• **Given instruction**
Reproduce every line from the one containing "of the shadow" through the end of the records, both included, requests and all. Multiply each x and y coordinate in the answers by 2.05 and round to whole numbers, rounding halves up, while leaving the numbers in the requests and their sample points as they are.

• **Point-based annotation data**
— Start —

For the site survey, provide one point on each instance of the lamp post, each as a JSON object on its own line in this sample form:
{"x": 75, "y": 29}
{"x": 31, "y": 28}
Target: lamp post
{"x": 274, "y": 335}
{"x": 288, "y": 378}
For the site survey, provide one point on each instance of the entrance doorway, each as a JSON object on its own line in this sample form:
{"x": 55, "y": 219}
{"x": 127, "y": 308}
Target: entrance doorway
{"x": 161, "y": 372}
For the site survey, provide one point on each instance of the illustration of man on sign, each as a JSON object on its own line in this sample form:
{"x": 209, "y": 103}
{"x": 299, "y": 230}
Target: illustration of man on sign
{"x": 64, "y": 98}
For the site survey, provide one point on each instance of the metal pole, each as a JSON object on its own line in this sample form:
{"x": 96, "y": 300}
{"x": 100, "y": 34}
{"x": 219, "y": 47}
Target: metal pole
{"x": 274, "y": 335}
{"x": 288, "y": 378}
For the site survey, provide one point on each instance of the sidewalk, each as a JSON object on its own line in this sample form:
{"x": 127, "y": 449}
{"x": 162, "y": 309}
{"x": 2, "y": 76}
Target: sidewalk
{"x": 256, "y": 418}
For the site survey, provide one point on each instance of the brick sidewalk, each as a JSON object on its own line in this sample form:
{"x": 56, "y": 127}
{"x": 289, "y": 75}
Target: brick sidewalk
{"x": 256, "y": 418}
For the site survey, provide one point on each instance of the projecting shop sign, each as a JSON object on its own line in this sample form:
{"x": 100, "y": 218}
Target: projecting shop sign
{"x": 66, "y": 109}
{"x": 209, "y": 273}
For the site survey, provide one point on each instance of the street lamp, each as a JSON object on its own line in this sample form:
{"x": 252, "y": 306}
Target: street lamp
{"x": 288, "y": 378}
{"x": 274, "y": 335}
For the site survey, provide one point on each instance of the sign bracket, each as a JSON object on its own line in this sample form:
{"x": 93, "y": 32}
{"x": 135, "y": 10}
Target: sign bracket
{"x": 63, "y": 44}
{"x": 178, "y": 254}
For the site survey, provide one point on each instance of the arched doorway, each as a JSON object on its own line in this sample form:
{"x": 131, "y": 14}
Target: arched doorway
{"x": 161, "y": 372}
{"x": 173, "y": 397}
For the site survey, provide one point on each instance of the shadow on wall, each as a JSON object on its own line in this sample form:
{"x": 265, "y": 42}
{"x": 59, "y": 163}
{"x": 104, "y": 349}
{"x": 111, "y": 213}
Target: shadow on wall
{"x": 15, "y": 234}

— End —

• **Answer to the task**
For the site survey, provide one point on each instance of the shadow on wall, each as a JSON object on its own line in this sample form:
{"x": 265, "y": 42}
{"x": 59, "y": 163}
{"x": 104, "y": 349}
{"x": 111, "y": 213}
Target: shadow on wall
{"x": 31, "y": 480}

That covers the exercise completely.